Text extract:
START

Airline Pilot: Schedules & Pay

Once someone decides they want to be a professional pilot, they often ask me about my schedule.  How often do I work? How long am I away from home? What is an airline pilot schedule like?

The easy answer... There is no answer!

Schedules...

The schedules at the airline not only differ from person to person, but company to company. Passenger airline pilot's often have a similar way in which their schedules work, and cargo airline pilots have another.  I do not know too much about cargo other than many of them work 14-16 days on, then 14-16 days off.  Yes, 14-16 days straight, away from home.

For passenger airline pilots (I am going to use what I know, mostly based on my company which works like most), our schedule does not work like that.  We have federal laws that require us to have so much rest in a given day, week, month, year.  These rules don't apply (mostly) to cargo operators.

END

Set exercise 1:
According to the airline pilot text, which operators are mostly not subject to the federal rest rules?
The listing has no connection to the airline pilot text.

Data for this exercise:

START

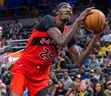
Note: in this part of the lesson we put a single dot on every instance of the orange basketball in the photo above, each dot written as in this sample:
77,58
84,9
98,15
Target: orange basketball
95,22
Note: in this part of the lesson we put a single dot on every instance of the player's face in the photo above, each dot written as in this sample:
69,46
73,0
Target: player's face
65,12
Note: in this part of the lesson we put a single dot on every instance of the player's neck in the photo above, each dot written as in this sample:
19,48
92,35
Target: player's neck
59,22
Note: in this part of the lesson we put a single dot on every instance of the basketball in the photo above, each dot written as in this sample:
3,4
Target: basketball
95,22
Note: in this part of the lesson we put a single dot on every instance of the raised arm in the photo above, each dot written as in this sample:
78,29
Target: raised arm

END

Set exercise 2:
Copy the listing word for word, beginning at the line that contains "of the basketball" and stopping after the last line of the listing.

Response 1:
Cargo operators.

Response 2:
Note: in this part of the lesson we put a single dot on every instance of the basketball in the photo above, each dot written as in this sample:
3,4
Target: basketball
95,22
Note: in this part of the lesson we put a single dot on every instance of the raised arm in the photo above, each dot written as in this sample:
78,29
Target: raised arm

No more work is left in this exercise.